*Суть задания:* Оформите в виде таблицы Markdown со столбцами «№» и «Строка» строки от той, что содержит «the small ceramic», до той, что содержит «[(358, 855)]», включая обе. Пустые строки в таблицу не включайте.
____ Исходные записи
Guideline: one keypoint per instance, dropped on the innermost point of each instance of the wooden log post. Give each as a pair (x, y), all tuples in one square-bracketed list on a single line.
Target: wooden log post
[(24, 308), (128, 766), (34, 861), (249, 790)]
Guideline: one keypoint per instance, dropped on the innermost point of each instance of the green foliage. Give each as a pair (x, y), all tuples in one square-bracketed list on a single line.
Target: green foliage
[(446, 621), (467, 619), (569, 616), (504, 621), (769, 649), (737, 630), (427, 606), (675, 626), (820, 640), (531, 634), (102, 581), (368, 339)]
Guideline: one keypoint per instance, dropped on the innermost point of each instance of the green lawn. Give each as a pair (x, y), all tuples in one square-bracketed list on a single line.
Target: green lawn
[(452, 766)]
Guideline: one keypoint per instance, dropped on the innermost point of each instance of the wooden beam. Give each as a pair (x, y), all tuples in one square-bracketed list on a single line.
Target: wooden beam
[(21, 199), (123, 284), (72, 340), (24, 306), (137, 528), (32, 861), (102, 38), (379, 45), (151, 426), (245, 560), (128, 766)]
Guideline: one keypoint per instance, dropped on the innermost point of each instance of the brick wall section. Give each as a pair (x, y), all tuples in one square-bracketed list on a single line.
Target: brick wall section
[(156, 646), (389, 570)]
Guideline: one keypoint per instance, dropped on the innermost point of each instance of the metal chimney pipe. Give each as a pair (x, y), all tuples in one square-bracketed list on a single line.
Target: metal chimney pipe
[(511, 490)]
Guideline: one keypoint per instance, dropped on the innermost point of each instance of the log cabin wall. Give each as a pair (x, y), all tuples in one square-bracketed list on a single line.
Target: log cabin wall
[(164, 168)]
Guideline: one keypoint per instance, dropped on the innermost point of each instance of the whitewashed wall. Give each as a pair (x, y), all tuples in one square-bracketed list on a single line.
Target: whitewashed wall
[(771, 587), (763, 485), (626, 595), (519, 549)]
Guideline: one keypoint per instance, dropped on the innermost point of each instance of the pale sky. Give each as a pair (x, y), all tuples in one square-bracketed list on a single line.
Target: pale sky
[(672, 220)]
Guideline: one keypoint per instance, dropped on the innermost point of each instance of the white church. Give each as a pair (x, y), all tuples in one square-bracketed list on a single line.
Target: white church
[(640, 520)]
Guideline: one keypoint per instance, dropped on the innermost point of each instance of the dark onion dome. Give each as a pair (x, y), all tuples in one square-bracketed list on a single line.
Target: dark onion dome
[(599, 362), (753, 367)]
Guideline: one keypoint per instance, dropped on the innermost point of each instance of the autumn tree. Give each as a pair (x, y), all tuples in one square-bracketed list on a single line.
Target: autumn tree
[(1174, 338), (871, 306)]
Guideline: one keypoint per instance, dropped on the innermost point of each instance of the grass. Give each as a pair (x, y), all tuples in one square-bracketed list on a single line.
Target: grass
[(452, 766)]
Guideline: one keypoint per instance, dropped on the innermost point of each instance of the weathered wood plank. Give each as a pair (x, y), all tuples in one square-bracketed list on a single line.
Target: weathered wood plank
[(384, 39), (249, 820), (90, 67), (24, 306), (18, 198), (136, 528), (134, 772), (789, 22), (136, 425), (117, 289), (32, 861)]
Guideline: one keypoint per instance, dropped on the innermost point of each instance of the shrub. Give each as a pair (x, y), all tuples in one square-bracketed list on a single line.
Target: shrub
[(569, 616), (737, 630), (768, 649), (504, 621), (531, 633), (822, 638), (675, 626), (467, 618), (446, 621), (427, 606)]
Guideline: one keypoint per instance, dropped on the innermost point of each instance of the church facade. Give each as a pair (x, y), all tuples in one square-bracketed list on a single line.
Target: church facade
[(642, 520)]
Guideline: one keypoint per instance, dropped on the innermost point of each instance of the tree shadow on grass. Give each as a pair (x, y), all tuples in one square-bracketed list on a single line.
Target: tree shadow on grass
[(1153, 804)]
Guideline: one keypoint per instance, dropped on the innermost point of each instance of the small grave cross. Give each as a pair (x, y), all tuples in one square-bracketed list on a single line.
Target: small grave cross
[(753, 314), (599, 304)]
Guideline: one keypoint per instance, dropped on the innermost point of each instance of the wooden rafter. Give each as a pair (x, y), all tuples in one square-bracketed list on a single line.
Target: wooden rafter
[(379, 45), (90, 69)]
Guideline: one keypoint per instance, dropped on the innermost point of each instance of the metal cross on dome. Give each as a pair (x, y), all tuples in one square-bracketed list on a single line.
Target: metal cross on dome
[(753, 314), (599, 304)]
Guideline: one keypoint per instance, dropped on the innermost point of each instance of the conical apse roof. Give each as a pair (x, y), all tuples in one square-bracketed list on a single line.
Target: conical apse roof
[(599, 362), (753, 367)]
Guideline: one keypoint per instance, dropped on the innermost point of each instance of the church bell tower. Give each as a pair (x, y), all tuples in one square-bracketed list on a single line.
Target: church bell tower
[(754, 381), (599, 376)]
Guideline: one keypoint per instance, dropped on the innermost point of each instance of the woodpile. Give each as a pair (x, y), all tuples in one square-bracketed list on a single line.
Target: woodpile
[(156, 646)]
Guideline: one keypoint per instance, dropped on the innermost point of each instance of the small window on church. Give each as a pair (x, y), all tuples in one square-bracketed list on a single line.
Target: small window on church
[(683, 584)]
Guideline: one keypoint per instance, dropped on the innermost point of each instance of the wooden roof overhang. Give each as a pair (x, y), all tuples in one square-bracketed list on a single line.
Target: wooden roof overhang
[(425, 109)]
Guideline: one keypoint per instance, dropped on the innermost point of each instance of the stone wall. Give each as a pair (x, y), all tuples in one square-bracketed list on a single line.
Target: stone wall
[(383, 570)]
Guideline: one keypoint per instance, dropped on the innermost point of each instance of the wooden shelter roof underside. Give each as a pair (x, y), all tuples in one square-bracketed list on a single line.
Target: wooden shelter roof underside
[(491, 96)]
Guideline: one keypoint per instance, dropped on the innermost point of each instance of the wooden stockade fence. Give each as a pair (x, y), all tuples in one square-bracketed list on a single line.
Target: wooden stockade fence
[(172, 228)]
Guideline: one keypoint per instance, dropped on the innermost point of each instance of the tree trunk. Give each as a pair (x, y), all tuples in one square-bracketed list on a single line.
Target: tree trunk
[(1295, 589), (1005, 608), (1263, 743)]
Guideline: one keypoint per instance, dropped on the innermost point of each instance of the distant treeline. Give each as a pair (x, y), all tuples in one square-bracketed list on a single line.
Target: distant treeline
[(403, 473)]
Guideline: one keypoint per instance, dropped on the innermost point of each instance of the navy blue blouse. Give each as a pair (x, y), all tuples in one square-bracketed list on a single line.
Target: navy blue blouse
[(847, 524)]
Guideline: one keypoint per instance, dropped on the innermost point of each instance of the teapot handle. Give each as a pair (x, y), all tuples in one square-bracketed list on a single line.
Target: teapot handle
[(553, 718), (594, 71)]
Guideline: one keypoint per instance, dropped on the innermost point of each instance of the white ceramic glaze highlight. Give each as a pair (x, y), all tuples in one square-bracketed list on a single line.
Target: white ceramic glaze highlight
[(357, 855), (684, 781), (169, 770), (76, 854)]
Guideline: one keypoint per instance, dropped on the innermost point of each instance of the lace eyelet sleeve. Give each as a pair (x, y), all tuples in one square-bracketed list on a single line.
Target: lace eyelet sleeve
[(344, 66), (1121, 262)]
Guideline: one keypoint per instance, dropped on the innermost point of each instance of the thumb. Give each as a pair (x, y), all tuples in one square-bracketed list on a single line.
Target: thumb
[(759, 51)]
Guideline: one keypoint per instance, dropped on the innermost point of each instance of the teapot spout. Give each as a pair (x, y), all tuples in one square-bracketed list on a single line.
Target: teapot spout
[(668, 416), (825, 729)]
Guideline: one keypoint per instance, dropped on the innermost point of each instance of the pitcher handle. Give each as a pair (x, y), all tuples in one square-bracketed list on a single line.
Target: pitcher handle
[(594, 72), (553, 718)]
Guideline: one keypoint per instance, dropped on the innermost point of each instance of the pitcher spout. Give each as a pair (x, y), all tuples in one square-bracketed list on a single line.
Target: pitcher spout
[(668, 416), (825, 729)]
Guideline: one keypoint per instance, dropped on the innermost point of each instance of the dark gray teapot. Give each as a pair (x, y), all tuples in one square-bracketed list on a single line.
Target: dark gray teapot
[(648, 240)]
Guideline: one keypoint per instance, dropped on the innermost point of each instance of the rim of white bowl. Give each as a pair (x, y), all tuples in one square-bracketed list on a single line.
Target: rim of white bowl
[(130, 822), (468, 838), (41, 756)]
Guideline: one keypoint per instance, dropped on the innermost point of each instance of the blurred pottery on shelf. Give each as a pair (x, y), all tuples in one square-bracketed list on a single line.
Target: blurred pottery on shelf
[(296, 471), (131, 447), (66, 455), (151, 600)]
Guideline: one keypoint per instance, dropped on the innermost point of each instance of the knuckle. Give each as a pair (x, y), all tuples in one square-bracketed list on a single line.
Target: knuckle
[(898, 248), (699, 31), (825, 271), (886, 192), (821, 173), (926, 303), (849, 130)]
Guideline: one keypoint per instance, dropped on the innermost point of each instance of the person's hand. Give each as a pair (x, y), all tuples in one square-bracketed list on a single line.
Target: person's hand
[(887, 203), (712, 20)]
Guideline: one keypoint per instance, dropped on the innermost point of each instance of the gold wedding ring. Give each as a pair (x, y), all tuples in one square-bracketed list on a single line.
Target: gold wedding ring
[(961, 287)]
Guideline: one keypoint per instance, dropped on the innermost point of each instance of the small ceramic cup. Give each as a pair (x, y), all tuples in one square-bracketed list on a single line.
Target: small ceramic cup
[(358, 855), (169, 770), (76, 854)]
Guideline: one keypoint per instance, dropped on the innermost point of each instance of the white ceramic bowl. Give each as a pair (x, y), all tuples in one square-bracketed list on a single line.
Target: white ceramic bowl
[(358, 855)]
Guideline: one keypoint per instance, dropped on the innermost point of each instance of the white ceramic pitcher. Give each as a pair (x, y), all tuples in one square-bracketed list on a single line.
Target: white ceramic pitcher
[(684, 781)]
________
*Ожидаемый результат:*
| № | Строка |
|---|---|
| 1 | Guideline: one keypoint per instance, dropped on the innermost point of each instance of the small ceramic cup. Give each as a pair (x, y), all tuples in one square-bracketed list on a single line. |
| 2 | Target: small ceramic cup |
| 3 | [(358, 855), (169, 770), (76, 854)] |
| 4 | Guideline: one keypoint per instance, dropped on the innermost point of each instance of the white ceramic bowl. Give each as a pair (x, y), all tuples in one square-bracketed list on a single line. |
| 5 | Target: white ceramic bowl |
| 6 | [(358, 855)] |